- [Your instructions]
A complete and exact copy of the data below is required.

[Referring expression pointing data]
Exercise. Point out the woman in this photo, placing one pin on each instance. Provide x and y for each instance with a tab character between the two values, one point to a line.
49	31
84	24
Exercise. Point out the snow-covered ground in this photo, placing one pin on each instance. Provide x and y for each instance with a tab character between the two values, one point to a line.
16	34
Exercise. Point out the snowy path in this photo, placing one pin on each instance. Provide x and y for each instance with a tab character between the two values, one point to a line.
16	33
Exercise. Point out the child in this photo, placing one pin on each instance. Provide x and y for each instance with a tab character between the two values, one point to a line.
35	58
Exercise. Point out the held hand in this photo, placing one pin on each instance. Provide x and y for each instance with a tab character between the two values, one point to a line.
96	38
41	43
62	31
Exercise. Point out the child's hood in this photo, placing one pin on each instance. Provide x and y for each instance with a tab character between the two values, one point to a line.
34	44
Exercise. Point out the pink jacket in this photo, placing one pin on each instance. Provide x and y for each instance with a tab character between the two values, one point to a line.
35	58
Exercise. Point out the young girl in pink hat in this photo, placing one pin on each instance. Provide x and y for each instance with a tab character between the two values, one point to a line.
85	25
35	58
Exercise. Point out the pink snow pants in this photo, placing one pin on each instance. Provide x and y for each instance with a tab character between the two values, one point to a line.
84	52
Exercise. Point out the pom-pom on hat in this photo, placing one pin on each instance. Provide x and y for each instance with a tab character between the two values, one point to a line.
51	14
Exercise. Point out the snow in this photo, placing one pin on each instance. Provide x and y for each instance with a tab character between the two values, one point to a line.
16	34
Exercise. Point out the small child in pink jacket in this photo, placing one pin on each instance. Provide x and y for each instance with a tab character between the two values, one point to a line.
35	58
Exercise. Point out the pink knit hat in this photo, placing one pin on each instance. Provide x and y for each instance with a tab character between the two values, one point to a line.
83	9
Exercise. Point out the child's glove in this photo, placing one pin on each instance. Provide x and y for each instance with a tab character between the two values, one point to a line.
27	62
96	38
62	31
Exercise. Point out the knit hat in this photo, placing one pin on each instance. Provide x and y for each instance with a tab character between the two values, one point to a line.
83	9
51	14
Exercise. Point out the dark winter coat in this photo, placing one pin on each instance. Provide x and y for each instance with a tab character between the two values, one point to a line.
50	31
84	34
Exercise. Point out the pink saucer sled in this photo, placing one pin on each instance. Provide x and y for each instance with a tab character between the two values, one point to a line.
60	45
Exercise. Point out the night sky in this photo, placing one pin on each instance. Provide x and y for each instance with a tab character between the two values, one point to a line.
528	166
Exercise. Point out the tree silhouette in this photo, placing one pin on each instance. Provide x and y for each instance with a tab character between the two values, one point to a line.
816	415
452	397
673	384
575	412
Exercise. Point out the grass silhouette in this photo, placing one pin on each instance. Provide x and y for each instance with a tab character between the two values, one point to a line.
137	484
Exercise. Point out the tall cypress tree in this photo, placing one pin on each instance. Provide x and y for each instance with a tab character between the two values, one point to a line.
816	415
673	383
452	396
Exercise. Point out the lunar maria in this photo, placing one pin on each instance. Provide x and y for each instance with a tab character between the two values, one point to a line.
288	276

- [Reply to the exercise]
Exercise. Point out the woman in this photo, placing one pin on each instance. Provide x and y for each instance with a tab character between the two values, one point to a line.
49	31
84	24
Exercise. Point out the snow-covered ground in this photo, placing one pin on each instance. Provide x and y for each instance with a tab character between the two values, one point to a line.
16	34
Exercise. Point out the snowy path in this photo, placing one pin on each instance. Provide x and y for each instance with a tab character between the two values, one point to a line.
16	33
Exercise. Point out the child in this photo, placing one pin on each instance. Provide x and y for each instance with a tab character between the two values, one point to a line.
35	58
Exercise. Point out the held hand in this photo, placing one pin on each instance. Provide x and y for each instance with a tab character between the two values, one point to a line.
96	38
41	43
62	31
Exercise. Point out the child's hood in this photo, placing one pin on each instance. Provide x and y for each instance with a tab character between the two values, one point to a line.
34	44
Exercise. Point out the pink jacket in this photo, placing one pin on each instance. Provide x and y for each instance with a tab character between the two values, one point to a line.
35	58
Exercise. Point out the young girl in pink hat in this photo, placing one pin on each instance. Provide x and y for each instance with a tab character between the two values, one point to a line.
85	25
35	58
Exercise. Point out the pink snow pants in this photo, placing one pin on each instance. Provide x and y for each instance with a tab character between the two values, one point to a line.
84	52
Exercise. Point out the pom-pom on hat in this photo, placing one pin on each instance. Provide x and y for each instance with a tab character between the two values, one point to a line.
51	14
Exercise. Point out the snow in this photo, placing one pin on each instance. Provide x and y for each instance with a tab character between the two values, one point to a line.
16	34
Exercise. Point out the small child in pink jacket in this photo, placing one pin on each instance. Provide x and y for each instance with a tab character between the two values, one point to a line.
35	58
Exercise. Point out the pink knit hat in this photo, placing one pin on each instance. Provide x and y for each instance with a tab character between the two values, one point to a line.
83	9
Exercise. Point out the child's glove in this photo, placing one pin on each instance. Provide x and y for each instance with a tab character between the two values, one point to a line.
27	62
96	38
62	31
Exercise. Point out the knit hat in this photo, placing one pin on each instance. Provide x and y for each instance with a tab character between the two values, one point to a line.
83	9
51	14
Exercise. Point out the dark winter coat in this photo, placing one pin on each instance. Provide x and y for each instance with a tab character between the two values, one point to a line.
50	31
84	34
Exercise. Point out the pink saucer sled in this photo, placing one pin on each instance. Provide x and y for each instance with a tab character between the two values, one point to a line.
60	45
Exercise. Point out the night sky in this photo, placing one pin on each instance. Provide x and y for each instance with a tab character between the two values, one point to a line.
528	166
Exercise. Point out the tree silhouette in this photo, placing one pin on each instance. Provide x and y for each instance with a tab character between the two values, one point to a line.
816	415
452	397
673	384
575	412
Exercise. Point out the grass silhouette in this photo, placing one pin on each instance. Provide x and y for each instance with a tab character between the two values, one point to a line.
137	484
Exercise. Point out the tall cypress tree in this photo, placing one pin on each instance. Provide x and y for each instance with a tab character between the two values, one point to a line.
816	415
673	383
452	396
Exercise. Point out the lunar maria in this photo, placing one pin on each instance. Provide x and y for each instance with a tab character between the two values, one point to a line.
288	276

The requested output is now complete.